What you have to do: Reproduce the full listing that appears beneath this instruction exactly.

[Begin Source records]

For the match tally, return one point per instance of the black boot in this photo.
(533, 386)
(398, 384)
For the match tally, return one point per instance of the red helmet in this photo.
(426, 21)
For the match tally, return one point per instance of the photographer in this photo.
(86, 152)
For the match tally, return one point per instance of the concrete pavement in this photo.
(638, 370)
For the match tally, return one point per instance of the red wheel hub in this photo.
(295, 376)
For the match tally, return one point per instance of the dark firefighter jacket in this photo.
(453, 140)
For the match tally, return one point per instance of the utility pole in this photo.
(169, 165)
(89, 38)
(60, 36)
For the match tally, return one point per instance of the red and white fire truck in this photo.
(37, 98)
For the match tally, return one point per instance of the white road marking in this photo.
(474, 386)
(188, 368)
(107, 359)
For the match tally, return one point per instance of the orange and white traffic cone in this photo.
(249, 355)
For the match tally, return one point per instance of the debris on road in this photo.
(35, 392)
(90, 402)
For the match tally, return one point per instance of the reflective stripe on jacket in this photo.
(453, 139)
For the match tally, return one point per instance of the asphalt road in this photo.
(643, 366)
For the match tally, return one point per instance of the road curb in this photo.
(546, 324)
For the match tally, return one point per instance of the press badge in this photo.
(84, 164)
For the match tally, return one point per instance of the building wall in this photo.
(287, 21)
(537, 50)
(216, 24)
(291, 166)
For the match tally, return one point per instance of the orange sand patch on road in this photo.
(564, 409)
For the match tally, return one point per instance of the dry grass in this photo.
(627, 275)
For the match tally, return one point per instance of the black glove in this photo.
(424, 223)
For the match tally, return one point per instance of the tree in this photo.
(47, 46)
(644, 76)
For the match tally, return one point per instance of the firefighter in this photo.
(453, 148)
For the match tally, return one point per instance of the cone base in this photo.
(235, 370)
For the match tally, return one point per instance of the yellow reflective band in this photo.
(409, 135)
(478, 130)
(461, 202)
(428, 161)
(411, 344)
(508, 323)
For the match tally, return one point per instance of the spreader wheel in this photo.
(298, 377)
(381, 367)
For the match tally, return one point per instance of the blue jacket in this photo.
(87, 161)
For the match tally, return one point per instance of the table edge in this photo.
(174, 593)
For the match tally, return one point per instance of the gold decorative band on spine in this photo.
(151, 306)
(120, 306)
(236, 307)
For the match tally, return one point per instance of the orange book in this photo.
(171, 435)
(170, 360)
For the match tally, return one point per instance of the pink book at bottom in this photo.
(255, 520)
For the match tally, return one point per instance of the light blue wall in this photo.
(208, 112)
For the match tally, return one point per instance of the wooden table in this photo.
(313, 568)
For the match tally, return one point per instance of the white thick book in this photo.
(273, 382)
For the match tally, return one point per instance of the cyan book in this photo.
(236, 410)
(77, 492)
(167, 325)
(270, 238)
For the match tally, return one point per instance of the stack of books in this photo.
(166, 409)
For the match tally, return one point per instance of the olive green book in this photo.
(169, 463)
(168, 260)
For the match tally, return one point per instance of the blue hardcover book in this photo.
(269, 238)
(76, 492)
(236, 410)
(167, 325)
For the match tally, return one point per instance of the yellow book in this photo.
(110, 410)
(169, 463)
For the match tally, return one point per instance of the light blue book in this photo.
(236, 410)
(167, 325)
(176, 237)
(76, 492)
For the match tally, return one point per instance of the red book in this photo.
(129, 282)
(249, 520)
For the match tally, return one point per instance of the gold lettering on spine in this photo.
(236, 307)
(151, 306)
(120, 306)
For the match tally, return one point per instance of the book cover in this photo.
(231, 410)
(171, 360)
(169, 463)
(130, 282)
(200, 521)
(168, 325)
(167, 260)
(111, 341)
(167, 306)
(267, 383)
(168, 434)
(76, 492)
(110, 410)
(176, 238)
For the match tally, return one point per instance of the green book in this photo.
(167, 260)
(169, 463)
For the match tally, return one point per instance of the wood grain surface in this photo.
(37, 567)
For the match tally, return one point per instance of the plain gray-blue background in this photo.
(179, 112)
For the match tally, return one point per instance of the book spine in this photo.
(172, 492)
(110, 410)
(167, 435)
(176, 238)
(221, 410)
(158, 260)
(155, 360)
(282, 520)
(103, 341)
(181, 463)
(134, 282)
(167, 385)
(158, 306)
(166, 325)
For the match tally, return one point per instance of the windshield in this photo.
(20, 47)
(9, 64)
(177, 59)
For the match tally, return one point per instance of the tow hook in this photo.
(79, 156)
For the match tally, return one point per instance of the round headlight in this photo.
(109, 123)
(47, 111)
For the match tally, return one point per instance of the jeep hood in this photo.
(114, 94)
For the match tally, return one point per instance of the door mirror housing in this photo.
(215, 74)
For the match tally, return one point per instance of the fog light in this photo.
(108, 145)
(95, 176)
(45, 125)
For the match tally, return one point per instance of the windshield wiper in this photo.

[End Source records]

Exercise response:
For the match tally, return one point per instance of the black boot in this photo.
(533, 386)
(398, 384)
For the match tally, return one point per instance of the red helmet in this photo.
(426, 21)
For the match tally, return one point per instance of the photographer in this photo.
(86, 152)
For the match tally, return one point per instance of the concrete pavement in this photo.
(638, 370)
For the match tally, return one point per instance of the red wheel hub in this photo.
(295, 376)
For the match tally, return one point per instance of the dark firefighter jacket in this photo.
(453, 140)
For the match tally, return one point per instance of the utility pole in this photo.
(169, 165)
(89, 38)
(60, 36)
For the match tally, return one point per instance of the red and white fire truck in this photo.
(37, 98)
For the match tally, return one point per instance of the white road marking in this photo.
(474, 386)
(188, 368)
(107, 359)
For the match tally, return one point per instance of the orange and white traffic cone in this photo.
(249, 355)
For the match tally, return one point per instance of the debris on road in this photo.
(35, 392)
(90, 402)
For the match tally, return one point per instance of the reflective stripe on jacket in this photo.
(453, 139)
For the match tally, return one point per instance of the asphalt road in this photo.
(643, 366)
For the match tally, return one point per instance of the road curb in this photo.
(546, 324)
For the match tally, return one point per instance of the press badge in this photo.
(84, 164)
For the match tally, return one point per instance of the building wall in this photo.
(287, 21)
(537, 50)
(216, 24)
(291, 166)
For the match tally, return one point per instance of the orange sand patch on road in this photo.
(564, 409)
For the match tally, return one point per instance of the dry grass in this photo.
(627, 275)
For the match tally, return one point per instance of the black glove in this photo.
(424, 223)
For the match tally, return one point per instance of the tree in this photo.
(47, 46)
(644, 76)
For the match tally, return one point per instance of the firefighter in this photo.
(453, 148)
For the match tally, return one point per instance of the cone base in this photo.
(235, 370)
For the match tally, return one point per instance of the yellow reflective band in this photo.
(409, 135)
(478, 130)
(461, 202)
(428, 161)
(411, 344)
(508, 323)
For the match tally, return one point per instance of the spreader wheel in this photo.
(298, 377)
(381, 367)
For the match tally, return one point per instance of the blue jacket in this photo.
(87, 161)
For the match tally, return one point per instance of the table edge in this photo.
(174, 593)
For the match tally, return one point per instance of the gold decorative band on spine in this photo.
(151, 306)
(120, 306)
(236, 307)
For the match tally, return one point per instance of the orange book in this photo.
(171, 435)
(170, 360)
For the match tally, return one point per instance of the pink book at bottom in this photo.
(255, 520)
For the match tally, return one point per instance of the light blue wall in this photo.
(208, 112)
For the match tally, return one point per instance of the wooden table in this photo.
(313, 568)
For the match tally, return one point per instance of the white thick book in this photo.
(273, 382)
For the match tally, return one point per instance of the cyan book in this photo.
(236, 410)
(77, 492)
(167, 325)
(270, 238)
For the match tally, return one point per instance of the stack of books in this photo.
(166, 409)
For the match tally, return one point per instance of the olive green book in this photo.
(169, 463)
(168, 260)
For the match tally, return one point per instance of the blue hardcover book in this photo.
(269, 238)
(76, 492)
(236, 410)
(167, 325)
For the match tally, return one point per instance of the yellow book in this photo.
(110, 410)
(169, 463)
For the match tally, return one point per instance of the light blue book in this photo.
(236, 410)
(167, 325)
(176, 237)
(76, 492)
For the match tally, return one point per instance of the red book in this photo.
(129, 282)
(249, 520)
For the match tally, return one point per instance of the gold lettering on spine in this photo.
(236, 307)
(151, 306)
(120, 306)
For the match tally, return one point per instance of the book cover in this photo.
(231, 410)
(171, 360)
(169, 463)
(130, 282)
(200, 521)
(168, 325)
(167, 260)
(111, 341)
(167, 306)
(267, 383)
(168, 434)
(76, 492)
(110, 410)
(176, 238)
For the match tally, return one point per instance of the green book in this photo.
(167, 260)
(169, 463)
For the match tally, return one point per instance of the wood grain surface in this photo.
(37, 567)
For the match tally, return one point per instance of the plain gray-blue background in this photo.
(179, 112)
For the match tally, return one point per instance of the book spine in this photo.
(172, 492)
(110, 410)
(167, 435)
(176, 238)
(221, 410)
(158, 260)
(155, 360)
(282, 520)
(103, 341)
(181, 463)
(134, 282)
(167, 385)
(158, 306)
(166, 325)
For the match tally, return one point per instance of the windshield in this photo.
(20, 47)
(9, 64)
(177, 59)
For the match tally, return one point per instance of the tow hook in this photo.
(79, 156)
For the match tally, return one point per instance of the round headlight in this photo.
(109, 123)
(47, 111)
For the match tally, return one point per instance of the jeep hood in this photo.
(114, 94)
For the match tally, return one point per instance of the door mirror housing in this photo.
(215, 74)
For the match tally, return one point per instance of the fog light in this photo.
(108, 145)
(95, 176)
(45, 125)
For the match tally, return one point per instance of the windshield wiper in this photo.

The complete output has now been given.